(WORK REQUIRED):
Count the lines in the records below that contain the string "stucco", and give only that number.

══ INPUT MATERIAL

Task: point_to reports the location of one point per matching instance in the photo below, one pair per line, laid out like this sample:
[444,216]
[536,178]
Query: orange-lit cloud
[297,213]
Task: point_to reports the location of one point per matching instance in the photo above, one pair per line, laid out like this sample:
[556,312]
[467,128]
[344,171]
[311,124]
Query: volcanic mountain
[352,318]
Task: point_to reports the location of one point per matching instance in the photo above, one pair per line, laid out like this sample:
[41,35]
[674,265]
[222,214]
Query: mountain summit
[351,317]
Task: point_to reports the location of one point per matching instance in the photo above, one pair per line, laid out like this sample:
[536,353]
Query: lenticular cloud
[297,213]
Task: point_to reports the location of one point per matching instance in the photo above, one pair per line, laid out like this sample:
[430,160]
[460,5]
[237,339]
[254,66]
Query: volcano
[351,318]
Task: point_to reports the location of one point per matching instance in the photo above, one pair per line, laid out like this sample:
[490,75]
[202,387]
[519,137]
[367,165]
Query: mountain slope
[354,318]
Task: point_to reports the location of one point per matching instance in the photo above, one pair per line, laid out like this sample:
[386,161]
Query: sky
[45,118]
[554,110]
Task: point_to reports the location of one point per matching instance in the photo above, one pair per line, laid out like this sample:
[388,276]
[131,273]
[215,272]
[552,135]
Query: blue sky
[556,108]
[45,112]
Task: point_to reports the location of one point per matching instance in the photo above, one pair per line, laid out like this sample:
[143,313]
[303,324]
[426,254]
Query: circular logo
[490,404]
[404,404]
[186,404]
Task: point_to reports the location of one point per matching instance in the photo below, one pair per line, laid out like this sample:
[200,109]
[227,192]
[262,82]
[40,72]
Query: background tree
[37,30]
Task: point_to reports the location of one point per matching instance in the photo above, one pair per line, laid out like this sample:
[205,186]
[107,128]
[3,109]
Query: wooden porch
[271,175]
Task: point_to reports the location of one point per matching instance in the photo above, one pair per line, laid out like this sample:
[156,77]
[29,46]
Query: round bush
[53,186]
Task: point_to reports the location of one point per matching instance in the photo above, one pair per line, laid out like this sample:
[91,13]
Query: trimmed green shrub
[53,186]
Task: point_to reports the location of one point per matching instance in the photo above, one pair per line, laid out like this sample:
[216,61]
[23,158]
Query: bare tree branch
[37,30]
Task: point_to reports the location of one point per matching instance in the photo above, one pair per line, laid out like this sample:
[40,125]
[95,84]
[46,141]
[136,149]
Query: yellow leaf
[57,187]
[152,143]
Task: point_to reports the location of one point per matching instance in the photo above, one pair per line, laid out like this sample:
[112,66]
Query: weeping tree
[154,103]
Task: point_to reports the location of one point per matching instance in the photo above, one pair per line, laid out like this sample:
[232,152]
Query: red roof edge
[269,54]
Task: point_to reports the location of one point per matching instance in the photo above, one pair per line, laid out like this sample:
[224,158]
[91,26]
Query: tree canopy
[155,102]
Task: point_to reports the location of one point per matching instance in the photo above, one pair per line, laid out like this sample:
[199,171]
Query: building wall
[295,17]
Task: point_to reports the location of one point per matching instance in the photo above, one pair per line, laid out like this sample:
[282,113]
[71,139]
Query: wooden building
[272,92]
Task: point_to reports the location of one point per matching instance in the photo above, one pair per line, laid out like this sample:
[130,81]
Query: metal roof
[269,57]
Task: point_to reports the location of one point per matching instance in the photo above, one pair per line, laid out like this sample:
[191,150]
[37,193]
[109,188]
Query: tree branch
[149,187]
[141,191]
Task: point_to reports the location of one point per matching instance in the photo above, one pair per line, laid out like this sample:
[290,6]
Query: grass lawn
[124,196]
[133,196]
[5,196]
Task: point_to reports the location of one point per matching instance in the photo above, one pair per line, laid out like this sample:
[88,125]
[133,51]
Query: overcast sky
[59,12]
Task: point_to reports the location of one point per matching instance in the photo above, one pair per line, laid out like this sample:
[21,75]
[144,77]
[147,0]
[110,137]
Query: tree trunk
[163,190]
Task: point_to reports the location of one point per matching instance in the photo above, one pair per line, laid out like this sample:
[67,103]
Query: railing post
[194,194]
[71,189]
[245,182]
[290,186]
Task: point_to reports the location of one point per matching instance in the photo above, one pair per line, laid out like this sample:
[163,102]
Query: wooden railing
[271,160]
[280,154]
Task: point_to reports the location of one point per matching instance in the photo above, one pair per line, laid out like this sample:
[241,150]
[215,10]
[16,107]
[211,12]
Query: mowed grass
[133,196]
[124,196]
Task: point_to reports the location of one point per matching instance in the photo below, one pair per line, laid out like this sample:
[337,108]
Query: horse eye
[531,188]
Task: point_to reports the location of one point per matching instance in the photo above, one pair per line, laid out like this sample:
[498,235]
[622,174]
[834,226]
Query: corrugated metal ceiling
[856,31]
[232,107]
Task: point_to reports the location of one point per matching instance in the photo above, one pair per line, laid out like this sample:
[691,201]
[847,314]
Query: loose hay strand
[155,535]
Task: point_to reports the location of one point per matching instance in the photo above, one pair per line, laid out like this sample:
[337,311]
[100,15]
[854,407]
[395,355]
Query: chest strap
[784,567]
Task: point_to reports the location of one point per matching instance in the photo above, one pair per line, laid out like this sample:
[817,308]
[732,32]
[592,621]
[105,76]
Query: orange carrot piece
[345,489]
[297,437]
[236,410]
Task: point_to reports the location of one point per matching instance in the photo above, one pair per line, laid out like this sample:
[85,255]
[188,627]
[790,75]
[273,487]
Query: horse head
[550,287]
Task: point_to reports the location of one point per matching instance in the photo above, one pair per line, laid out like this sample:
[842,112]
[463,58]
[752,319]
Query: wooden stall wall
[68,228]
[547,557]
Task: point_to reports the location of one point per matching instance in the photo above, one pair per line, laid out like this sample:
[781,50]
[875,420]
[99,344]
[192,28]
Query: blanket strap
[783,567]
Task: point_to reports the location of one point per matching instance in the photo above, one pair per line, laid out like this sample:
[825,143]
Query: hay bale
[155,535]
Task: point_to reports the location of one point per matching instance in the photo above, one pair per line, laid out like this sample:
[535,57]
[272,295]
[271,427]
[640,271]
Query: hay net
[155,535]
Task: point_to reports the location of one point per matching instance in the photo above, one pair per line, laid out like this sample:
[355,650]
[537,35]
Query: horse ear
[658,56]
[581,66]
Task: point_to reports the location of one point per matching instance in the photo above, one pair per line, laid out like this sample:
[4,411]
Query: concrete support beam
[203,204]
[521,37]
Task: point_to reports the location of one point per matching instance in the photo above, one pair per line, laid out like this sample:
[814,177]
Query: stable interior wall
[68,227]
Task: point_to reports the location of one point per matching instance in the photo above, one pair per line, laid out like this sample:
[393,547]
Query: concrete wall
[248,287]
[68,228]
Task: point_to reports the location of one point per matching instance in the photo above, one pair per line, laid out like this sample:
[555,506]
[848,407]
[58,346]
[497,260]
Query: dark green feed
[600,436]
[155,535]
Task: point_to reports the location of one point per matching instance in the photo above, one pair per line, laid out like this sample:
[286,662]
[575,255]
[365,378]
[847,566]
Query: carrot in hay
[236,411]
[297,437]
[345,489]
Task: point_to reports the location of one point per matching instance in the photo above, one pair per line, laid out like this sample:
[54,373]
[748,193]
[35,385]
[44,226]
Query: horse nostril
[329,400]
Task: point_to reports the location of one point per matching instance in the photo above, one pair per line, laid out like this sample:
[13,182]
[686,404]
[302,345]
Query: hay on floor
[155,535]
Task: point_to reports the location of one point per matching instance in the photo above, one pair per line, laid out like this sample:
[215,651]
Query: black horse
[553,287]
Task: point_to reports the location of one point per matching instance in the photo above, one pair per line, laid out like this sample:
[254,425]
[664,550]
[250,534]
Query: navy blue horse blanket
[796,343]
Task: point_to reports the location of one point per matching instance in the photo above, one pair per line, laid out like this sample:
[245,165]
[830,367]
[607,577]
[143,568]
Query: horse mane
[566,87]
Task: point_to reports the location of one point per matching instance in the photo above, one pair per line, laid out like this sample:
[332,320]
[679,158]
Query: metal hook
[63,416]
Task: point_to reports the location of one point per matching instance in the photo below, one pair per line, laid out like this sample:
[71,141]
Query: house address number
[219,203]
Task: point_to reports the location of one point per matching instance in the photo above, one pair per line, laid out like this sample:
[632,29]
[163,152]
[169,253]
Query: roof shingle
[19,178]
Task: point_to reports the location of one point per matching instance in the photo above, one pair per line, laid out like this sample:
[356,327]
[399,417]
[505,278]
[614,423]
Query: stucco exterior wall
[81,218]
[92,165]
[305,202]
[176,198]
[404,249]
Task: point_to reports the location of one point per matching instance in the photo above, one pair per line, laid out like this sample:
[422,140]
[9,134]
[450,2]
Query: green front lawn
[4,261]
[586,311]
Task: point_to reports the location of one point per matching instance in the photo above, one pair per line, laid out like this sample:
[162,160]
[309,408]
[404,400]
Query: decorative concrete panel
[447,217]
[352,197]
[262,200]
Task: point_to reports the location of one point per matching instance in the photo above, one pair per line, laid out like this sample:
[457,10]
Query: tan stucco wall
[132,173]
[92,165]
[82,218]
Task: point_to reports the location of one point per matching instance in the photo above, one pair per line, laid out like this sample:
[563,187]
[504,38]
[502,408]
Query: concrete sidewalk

════

(TASK ANSWER):
2